* **TASKS**
(1) In the fan support case study, why were three reference readings taken on the inboard fan bearing instead of attaching a shaft reference?
(2) Please continue the fan support case study after its final sentence.
— START EXCERPTED TEXT —
Pioneer Engineering - Case Study: Redesign of a fan support structure using Modal Analysis and FEA

Initial Invesitgation

An overhung fan at a chemical plant that sits five stories up on a mezzanine was shaking the whole tower structure. The initial investigation was undertaken because the customer felt that excessive vibration of the fan was not only hard on the fan assembly but also detrimental to the integrity of the structure.

Operating Deflection Shape

Since the fan could not be shut down to attach a shaft reference, three reference readings were collected on the inboard fan bearing. The remaining five channels on the tape recorder were used to collect data at other points in the system. A cross-spectrum was calculated for each roving reading with respect to each fixed reading and then the phase angle of each cross-spectrum was computed to ascertain relative motion. This phase information was then used to formulate a frequency domain function. This new function was downloaded to Vibrant Technologies ME’Scope software for ODS animation of one, two, three and six times the fan shaft frequency. Significant bending modes were discovered for the channels, cross beams, bearing support box and motor supports at almost all of these frequencies. Figure 1 below illustrates the significant system displacement at twice the fan shaft frequency.
— END EXCERPTED TEXT —
— START DATA —
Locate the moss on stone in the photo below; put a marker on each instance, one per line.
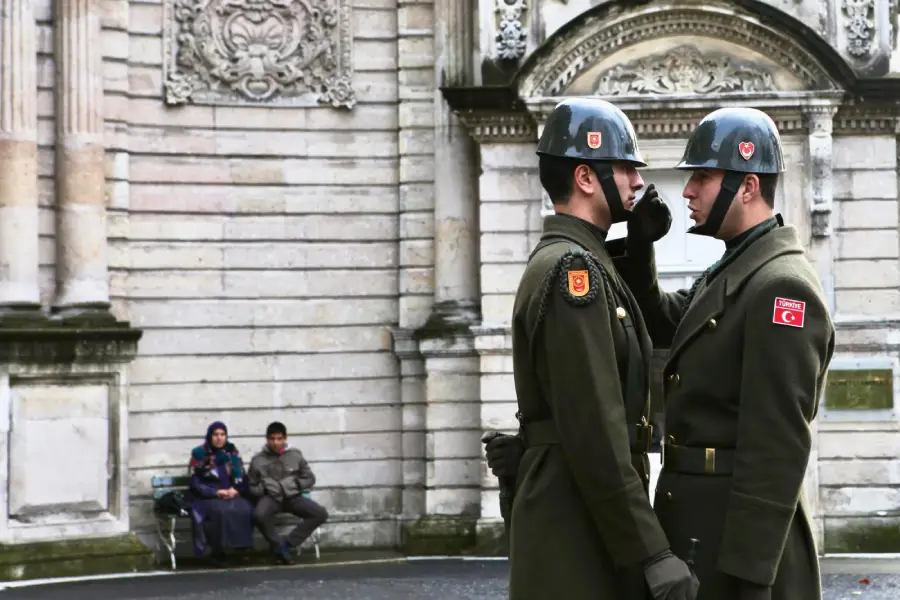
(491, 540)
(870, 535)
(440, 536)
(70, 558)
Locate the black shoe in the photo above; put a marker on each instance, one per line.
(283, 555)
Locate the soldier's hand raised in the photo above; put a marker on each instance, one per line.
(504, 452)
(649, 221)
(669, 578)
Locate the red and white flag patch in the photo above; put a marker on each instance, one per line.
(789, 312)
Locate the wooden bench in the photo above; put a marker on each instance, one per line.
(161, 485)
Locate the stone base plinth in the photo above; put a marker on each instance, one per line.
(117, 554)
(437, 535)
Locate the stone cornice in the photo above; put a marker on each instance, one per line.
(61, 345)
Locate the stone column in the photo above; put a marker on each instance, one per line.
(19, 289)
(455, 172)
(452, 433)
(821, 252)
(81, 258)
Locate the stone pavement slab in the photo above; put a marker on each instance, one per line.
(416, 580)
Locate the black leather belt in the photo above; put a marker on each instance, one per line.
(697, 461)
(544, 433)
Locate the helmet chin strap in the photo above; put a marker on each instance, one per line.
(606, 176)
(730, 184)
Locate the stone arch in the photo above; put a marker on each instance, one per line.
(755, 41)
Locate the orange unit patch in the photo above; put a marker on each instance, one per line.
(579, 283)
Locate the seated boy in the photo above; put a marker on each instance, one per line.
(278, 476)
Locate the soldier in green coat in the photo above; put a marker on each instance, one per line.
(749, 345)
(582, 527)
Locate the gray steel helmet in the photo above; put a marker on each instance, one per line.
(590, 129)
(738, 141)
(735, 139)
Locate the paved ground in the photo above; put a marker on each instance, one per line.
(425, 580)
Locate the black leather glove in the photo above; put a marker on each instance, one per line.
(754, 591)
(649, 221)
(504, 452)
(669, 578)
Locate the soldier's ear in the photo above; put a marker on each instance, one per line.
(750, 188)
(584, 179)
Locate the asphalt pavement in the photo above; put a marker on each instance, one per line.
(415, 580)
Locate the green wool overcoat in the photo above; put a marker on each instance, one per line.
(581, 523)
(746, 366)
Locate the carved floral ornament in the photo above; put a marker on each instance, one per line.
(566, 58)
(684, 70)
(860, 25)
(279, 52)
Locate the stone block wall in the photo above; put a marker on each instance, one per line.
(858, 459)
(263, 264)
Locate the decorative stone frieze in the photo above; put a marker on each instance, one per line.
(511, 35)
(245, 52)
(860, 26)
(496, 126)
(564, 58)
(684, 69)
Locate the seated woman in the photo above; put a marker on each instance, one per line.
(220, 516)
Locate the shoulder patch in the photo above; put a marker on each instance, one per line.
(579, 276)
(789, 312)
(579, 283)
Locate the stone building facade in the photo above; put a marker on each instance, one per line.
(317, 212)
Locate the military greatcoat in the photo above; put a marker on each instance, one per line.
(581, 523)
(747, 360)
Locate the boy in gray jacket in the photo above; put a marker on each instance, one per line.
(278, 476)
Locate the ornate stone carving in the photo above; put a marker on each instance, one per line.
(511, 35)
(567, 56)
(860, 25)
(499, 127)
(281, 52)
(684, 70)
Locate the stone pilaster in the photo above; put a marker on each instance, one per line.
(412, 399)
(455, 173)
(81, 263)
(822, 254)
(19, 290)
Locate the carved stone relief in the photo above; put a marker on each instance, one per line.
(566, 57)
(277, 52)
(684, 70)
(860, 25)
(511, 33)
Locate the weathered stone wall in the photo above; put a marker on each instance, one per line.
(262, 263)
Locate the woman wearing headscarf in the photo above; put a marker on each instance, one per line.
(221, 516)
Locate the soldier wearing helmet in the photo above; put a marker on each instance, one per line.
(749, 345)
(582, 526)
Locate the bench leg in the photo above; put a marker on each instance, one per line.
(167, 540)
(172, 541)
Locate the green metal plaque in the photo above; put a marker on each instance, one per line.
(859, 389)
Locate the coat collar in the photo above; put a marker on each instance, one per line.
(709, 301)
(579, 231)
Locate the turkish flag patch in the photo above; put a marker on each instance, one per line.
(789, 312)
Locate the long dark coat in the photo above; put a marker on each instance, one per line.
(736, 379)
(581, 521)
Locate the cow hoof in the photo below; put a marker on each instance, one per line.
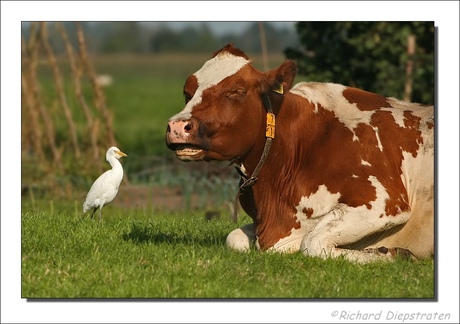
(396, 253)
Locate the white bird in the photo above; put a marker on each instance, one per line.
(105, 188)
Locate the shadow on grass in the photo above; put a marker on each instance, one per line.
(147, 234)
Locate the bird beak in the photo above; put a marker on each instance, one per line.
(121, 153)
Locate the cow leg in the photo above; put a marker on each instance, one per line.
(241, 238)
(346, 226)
— END DATA —
— START DATA —
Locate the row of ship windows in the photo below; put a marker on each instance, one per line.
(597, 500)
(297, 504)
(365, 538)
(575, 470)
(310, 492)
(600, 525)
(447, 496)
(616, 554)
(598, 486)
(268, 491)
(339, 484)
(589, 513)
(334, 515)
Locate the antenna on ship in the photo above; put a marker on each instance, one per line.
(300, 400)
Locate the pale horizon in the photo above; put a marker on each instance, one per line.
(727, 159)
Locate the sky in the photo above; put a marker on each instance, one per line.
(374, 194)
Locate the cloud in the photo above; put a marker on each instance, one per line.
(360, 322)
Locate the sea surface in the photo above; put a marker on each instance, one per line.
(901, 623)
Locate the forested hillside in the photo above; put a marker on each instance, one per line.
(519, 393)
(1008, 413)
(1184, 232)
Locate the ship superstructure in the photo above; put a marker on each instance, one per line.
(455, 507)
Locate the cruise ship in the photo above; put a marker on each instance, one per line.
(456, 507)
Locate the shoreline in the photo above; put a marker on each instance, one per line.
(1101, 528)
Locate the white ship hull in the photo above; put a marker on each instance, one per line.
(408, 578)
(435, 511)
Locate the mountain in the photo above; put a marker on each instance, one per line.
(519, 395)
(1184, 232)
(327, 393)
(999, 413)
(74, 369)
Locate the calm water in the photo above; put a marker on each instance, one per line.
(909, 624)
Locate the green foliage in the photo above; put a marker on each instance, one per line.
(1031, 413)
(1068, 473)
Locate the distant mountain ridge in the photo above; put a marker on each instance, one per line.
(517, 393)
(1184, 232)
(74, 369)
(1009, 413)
— END DATA —
* **THE RESPONSES**
(1) The fan could not be shut down.

(2)
Modal Analysis

Modal analysis was performed with impacts made on the inboard fan bearing, bearing support box and skid beams. Response data were collected for all specified collection points in the system with respect to each impact strike. After processing this data they were downloaded to ME’Scope to observe the mode shapes. Impact testing revealed the same modal frequencies and shapes for the channels, cross beams and bearing support box as were expected from the operating deflection shape analysis. The system displacement at twice the fan shaft frequency is presented below in Figure 2. Since there were so many different modes on most of the major components, a redesign to move just one or two natural frequencies would have been insufficient. Therefore, the goal of the redesign was to move all modes above the operating frequency range.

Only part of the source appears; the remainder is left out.